What is asked:
Count the rows below that contain the string "shoulder", matching case exactly, and reply with only the number.

* * *

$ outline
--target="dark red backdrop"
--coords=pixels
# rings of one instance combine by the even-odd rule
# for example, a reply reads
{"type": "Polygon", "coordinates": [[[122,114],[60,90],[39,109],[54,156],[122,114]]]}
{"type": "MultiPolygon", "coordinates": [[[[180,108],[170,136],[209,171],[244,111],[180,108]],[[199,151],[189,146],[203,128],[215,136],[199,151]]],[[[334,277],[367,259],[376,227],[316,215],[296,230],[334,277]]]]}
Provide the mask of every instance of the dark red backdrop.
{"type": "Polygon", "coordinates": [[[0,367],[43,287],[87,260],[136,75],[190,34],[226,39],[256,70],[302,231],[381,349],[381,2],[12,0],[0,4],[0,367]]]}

* * *

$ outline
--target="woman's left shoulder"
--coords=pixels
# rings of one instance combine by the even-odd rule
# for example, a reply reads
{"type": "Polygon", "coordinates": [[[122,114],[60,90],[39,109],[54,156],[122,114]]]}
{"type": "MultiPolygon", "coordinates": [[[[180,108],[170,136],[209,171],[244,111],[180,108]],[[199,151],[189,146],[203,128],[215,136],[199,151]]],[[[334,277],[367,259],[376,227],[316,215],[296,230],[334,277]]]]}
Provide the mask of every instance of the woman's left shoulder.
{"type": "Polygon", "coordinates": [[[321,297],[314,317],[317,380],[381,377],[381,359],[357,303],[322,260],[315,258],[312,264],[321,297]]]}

* * *

Answer below:
2